▸ Material to process:
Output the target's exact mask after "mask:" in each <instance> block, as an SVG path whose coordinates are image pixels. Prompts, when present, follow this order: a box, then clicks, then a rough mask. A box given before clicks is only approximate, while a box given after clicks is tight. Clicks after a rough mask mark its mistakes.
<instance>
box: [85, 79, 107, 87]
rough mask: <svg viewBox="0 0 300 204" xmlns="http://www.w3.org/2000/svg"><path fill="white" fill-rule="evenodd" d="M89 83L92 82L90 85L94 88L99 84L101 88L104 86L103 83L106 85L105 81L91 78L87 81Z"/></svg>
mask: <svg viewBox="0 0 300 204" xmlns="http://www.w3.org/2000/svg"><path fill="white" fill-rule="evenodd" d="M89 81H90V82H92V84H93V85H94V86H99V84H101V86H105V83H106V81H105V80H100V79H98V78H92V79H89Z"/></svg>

▸ Task to complete: Please collect every line of the material above that contains the string "path". Case counts.

▸ Completed exercise:
Output the target's exact mask after "mask:" in each <instance> block, as an SVG path whose coordinates are image pixels. Prompts, when present, follow this order: a box, then clicks, then a rough mask. A box given before clicks is only approximate, while a box given after clicks is tight. Clicks after a rough mask mark its mistakes.
rough mask: <svg viewBox="0 0 300 204" xmlns="http://www.w3.org/2000/svg"><path fill="white" fill-rule="evenodd" d="M89 83L92 82L90 85L94 88L99 84L101 88L104 86L103 83L106 85L105 81L91 78L87 81Z"/></svg>
mask: <svg viewBox="0 0 300 204" xmlns="http://www.w3.org/2000/svg"><path fill="white" fill-rule="evenodd" d="M89 81H90V82H92V84H93V85H94V86H99V84H101V86H105V83H106V81H105V80H100V79H98V78H92V79H89Z"/></svg>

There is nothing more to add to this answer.